Records provided Block Start
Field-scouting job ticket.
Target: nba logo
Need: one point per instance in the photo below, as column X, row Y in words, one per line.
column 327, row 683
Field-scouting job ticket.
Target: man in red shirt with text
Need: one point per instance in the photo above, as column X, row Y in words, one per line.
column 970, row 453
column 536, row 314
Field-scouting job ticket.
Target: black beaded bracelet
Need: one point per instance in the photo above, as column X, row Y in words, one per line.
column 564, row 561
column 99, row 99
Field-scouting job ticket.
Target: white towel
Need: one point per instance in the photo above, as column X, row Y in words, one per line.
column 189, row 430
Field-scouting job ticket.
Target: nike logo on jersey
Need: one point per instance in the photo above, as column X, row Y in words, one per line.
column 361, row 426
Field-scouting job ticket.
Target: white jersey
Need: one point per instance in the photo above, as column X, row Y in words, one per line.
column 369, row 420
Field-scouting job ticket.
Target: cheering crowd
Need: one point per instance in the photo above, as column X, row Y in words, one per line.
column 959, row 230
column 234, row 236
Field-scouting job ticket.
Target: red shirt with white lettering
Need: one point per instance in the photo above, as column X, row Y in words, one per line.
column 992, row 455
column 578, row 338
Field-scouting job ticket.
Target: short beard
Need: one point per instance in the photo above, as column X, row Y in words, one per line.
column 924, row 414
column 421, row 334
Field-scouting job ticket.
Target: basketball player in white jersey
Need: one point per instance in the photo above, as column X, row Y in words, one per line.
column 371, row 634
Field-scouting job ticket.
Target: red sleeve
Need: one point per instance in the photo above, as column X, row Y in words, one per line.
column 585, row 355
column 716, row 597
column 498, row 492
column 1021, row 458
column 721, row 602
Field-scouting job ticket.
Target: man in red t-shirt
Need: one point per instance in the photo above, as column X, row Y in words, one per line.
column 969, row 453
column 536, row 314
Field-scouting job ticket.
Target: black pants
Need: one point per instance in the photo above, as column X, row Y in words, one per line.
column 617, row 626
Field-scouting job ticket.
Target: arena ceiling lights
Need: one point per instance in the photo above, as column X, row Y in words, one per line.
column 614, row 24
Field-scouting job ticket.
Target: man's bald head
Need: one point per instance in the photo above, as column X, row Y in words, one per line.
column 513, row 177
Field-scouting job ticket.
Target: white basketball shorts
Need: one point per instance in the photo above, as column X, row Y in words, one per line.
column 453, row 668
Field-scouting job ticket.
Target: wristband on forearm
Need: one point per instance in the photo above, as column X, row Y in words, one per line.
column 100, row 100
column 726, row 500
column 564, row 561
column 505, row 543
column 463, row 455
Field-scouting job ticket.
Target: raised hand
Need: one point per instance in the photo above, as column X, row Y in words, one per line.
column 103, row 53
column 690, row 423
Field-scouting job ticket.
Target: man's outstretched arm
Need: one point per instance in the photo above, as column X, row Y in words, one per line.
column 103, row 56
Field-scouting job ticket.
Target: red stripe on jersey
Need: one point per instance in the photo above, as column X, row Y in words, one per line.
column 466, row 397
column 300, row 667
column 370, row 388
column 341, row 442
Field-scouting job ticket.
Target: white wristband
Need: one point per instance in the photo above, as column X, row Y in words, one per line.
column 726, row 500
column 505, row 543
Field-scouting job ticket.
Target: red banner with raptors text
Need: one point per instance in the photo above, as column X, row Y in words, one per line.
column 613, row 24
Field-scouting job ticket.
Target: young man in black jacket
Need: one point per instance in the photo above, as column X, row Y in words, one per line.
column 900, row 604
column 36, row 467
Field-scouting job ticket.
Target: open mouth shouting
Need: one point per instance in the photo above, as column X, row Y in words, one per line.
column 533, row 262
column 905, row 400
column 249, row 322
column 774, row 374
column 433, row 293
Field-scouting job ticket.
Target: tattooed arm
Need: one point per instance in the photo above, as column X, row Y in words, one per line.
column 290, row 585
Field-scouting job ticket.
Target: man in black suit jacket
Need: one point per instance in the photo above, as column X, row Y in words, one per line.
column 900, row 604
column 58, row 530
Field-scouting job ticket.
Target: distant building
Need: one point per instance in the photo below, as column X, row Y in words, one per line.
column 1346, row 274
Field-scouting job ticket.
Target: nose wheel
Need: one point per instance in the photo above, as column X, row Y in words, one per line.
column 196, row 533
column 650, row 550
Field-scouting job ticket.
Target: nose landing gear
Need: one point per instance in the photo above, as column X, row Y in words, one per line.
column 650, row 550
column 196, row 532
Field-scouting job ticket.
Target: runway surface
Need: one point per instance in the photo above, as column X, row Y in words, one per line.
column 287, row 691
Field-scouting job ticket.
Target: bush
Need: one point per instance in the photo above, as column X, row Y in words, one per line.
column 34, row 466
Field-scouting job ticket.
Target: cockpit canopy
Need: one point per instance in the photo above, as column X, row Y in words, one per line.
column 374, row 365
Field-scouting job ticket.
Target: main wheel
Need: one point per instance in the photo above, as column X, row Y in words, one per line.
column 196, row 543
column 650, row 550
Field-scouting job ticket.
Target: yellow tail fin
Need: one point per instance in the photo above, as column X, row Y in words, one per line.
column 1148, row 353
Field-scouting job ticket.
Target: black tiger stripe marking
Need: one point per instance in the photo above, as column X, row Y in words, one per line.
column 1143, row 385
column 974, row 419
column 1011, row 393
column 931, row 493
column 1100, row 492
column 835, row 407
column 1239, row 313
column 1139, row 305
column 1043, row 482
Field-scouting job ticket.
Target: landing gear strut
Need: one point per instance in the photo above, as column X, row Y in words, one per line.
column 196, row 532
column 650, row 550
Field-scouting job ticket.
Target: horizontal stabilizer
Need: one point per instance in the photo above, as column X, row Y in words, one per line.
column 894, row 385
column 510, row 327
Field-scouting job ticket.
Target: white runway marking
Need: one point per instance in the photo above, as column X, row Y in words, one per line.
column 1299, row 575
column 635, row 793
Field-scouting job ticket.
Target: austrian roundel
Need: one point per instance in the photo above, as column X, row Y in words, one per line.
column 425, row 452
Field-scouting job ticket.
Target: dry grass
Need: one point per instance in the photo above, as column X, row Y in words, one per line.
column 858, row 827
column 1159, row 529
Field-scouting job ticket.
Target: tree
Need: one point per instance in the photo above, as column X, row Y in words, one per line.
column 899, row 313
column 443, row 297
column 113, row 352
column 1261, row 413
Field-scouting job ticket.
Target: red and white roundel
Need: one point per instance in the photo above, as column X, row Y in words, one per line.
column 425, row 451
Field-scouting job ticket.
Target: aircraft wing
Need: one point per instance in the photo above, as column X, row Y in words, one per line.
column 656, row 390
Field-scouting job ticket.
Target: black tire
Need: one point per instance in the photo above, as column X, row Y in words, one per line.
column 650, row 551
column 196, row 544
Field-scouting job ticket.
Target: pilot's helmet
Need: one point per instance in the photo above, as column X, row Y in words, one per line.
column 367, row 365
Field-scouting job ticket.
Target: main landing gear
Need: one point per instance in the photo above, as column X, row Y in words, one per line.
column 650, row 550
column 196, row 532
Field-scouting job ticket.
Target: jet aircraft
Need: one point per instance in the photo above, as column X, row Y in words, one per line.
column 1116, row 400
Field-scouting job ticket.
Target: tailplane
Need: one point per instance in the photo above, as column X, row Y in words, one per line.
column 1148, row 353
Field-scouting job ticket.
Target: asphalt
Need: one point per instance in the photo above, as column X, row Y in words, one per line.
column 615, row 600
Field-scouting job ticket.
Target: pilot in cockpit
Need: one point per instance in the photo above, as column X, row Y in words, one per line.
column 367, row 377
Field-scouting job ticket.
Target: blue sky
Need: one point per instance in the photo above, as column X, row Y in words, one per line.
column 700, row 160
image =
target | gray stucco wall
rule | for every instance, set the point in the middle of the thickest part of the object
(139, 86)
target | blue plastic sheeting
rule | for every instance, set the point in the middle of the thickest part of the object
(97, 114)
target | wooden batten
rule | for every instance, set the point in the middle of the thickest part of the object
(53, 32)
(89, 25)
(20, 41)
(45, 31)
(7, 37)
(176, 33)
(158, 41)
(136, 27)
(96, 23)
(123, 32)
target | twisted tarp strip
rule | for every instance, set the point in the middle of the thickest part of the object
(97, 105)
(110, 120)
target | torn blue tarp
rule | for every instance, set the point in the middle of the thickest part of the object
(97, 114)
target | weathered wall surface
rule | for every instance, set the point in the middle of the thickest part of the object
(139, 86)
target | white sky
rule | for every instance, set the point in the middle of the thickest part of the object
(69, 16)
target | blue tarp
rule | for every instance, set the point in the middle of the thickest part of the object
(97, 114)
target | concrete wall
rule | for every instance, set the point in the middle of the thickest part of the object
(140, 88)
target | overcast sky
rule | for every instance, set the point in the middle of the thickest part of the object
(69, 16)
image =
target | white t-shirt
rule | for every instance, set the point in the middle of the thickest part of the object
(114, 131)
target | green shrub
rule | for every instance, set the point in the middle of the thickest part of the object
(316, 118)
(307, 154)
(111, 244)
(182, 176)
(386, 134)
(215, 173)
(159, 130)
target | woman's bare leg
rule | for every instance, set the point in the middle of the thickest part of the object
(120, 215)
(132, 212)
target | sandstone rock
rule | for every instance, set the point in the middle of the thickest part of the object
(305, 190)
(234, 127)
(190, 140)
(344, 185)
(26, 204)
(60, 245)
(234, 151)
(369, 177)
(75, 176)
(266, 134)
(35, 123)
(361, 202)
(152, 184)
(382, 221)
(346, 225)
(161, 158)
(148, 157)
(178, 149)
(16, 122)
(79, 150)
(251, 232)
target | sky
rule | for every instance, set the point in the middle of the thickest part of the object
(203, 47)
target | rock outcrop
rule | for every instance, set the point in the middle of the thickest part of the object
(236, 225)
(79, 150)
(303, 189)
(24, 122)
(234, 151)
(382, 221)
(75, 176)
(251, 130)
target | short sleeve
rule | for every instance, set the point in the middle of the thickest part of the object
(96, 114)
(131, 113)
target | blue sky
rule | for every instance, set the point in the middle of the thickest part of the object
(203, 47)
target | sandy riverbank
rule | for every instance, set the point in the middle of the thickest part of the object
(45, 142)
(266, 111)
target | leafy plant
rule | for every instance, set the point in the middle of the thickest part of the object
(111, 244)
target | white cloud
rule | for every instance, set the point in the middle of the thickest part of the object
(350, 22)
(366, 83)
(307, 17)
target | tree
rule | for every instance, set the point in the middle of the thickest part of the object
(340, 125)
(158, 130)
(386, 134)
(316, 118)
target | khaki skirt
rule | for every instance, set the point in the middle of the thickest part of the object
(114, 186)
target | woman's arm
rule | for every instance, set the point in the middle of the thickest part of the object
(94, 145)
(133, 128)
Records provided Block End
What this task involves - Within the data above, the span starting at the line containing "Target: horizontal stabilizer" and ending at the line containing "Target: white runway marking" is to be retyped exactly, with no other lines.

Solution below -
Target: horizontal stabilizer
Need: one point per instance in the photo above, as column X, row Y in words, one per line.
column 894, row 385
column 510, row 327
Field-scouting job ticket.
Target: white runway marking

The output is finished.